PROVIDED INFORMATION:

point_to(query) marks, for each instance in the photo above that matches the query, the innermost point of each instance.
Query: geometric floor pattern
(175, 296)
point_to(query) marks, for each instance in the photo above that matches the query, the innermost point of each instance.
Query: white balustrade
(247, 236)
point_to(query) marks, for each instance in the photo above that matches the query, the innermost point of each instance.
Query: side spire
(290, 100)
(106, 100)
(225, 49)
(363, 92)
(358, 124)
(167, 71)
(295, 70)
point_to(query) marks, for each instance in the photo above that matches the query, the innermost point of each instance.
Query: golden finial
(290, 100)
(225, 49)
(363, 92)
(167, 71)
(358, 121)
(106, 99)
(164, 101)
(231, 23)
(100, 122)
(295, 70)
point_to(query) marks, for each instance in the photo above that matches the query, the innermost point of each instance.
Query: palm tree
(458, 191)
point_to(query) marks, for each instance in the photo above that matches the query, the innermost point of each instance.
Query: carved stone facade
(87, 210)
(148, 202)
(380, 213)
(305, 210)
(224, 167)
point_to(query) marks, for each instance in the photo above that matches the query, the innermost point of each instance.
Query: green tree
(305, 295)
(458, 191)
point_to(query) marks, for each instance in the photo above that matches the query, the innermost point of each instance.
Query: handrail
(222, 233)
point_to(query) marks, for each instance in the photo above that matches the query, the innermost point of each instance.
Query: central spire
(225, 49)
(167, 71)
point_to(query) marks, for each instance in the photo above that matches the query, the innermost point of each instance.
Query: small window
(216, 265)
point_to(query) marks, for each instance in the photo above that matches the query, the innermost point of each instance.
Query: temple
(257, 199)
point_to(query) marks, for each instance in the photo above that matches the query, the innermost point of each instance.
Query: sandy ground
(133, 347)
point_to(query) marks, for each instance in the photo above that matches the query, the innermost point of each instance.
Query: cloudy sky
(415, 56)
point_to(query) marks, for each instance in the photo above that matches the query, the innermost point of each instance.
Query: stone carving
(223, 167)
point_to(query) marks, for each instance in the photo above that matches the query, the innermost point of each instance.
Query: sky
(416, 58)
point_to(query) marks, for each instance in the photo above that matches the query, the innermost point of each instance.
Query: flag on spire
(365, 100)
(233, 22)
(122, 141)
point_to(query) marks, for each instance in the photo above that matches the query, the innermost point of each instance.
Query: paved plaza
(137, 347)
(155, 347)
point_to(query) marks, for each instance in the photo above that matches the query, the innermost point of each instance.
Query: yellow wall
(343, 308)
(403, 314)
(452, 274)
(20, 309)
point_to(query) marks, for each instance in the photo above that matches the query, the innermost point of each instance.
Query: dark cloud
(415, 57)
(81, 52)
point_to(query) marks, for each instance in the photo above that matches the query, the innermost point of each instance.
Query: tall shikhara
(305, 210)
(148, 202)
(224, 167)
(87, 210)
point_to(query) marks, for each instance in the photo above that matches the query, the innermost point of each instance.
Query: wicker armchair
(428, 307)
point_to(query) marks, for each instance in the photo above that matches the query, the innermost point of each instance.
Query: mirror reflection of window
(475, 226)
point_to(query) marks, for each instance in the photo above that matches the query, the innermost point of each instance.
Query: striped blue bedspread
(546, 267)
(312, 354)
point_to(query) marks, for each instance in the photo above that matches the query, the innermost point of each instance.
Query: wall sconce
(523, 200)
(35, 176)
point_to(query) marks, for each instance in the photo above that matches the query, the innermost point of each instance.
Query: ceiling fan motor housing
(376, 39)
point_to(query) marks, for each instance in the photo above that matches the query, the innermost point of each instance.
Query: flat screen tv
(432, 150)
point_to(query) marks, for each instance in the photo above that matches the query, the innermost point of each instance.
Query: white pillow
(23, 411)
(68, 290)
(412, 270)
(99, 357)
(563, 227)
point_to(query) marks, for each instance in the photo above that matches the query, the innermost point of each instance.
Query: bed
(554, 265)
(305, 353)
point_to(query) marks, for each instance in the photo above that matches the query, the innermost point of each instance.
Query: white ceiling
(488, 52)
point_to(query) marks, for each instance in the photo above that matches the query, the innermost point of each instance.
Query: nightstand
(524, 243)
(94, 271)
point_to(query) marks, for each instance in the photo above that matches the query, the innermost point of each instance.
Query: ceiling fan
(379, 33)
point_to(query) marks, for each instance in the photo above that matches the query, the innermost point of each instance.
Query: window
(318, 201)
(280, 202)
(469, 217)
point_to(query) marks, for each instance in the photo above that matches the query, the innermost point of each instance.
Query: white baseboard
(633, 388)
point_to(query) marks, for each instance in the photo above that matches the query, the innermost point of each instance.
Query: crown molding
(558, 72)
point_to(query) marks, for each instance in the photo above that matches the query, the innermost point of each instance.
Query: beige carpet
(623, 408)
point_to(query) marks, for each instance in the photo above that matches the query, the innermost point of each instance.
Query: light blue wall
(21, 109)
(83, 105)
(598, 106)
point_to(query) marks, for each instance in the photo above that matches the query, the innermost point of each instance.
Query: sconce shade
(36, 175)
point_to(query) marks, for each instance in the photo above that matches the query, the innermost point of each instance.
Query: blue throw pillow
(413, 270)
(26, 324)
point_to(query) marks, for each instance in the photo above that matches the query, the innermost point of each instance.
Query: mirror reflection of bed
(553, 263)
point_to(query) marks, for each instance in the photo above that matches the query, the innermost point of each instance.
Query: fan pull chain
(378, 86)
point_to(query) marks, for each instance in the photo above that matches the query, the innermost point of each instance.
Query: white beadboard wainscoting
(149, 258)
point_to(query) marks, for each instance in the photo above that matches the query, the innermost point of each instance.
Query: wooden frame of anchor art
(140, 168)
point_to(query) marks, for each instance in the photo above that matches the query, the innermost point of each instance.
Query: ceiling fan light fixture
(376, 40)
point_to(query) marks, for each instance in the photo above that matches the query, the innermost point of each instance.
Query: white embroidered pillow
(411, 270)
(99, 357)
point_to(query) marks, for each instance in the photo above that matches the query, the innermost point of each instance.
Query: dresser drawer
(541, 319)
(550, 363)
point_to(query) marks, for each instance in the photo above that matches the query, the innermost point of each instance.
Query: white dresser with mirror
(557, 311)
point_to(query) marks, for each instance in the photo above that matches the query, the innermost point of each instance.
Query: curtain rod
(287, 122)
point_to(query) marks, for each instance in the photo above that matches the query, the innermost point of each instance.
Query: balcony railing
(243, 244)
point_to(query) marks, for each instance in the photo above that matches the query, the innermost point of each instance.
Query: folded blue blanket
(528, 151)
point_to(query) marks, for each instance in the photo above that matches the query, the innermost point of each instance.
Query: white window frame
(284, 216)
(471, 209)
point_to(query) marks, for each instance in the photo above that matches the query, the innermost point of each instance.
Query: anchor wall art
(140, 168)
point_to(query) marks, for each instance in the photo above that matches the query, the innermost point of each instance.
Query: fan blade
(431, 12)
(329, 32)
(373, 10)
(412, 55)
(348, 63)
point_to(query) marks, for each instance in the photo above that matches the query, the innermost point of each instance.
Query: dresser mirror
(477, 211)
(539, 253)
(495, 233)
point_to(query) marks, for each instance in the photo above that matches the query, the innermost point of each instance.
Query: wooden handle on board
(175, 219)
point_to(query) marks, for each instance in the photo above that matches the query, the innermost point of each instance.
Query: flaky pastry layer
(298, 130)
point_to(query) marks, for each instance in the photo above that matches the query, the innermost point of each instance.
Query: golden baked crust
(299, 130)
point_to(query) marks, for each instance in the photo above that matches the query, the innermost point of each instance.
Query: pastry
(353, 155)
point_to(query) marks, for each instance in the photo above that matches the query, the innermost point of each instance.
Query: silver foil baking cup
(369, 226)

GIVEN REQUEST:
Which lines in the records above contain the word "blue"? Return every one of them in full.

WRITTEN SOLUTION:
Query: striped blue bedspread
Query: light blue wall
Query: blue throw pillow
Query: folded blue blanket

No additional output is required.